## Provided entries
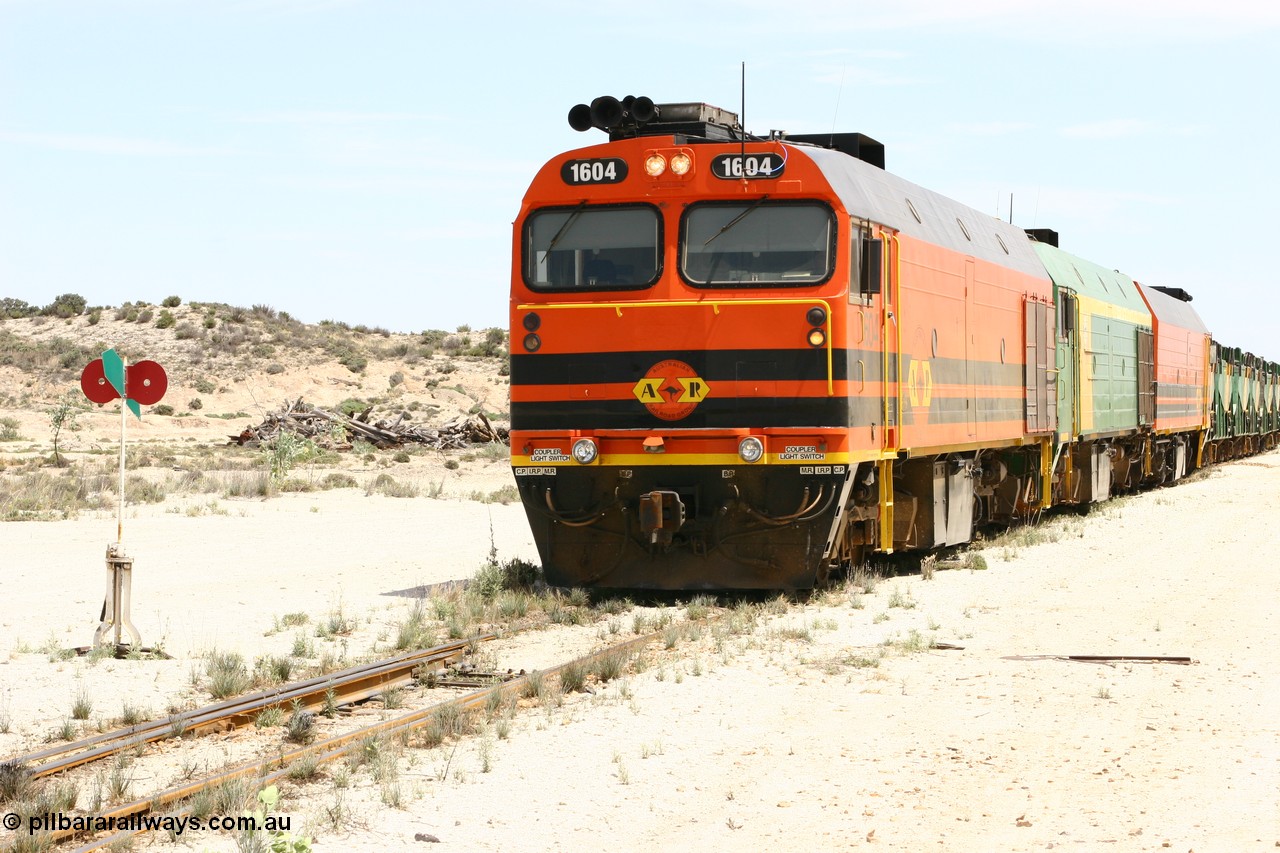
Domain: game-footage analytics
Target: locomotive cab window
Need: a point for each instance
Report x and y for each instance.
(592, 247)
(757, 243)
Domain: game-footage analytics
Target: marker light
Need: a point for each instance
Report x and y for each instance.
(585, 451)
(750, 448)
(654, 164)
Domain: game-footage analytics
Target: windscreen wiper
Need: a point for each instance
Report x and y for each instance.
(570, 220)
(736, 219)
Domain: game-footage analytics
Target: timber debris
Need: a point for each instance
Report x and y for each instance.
(337, 430)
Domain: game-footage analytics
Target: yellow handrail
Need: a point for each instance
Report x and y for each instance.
(713, 304)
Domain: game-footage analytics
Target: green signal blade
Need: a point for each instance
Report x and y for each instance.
(113, 368)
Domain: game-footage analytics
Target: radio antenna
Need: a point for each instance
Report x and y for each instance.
(741, 123)
(836, 117)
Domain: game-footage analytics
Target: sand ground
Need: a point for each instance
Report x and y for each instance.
(826, 728)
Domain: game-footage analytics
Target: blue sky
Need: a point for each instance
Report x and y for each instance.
(364, 159)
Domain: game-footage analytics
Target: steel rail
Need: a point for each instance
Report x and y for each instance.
(352, 684)
(269, 770)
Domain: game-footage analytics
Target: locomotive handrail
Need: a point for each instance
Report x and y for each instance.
(713, 304)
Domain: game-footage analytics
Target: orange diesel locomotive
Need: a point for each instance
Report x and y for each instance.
(740, 363)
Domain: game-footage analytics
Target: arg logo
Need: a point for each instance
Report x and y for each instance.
(671, 389)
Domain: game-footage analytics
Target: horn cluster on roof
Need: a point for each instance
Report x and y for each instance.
(608, 113)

## Try it
The lines above that hold the string "locomotive" are to be located and copied.

## Task result
Target: locomotive cab window
Target: locomotive handrail
Target: orange diesel locomotive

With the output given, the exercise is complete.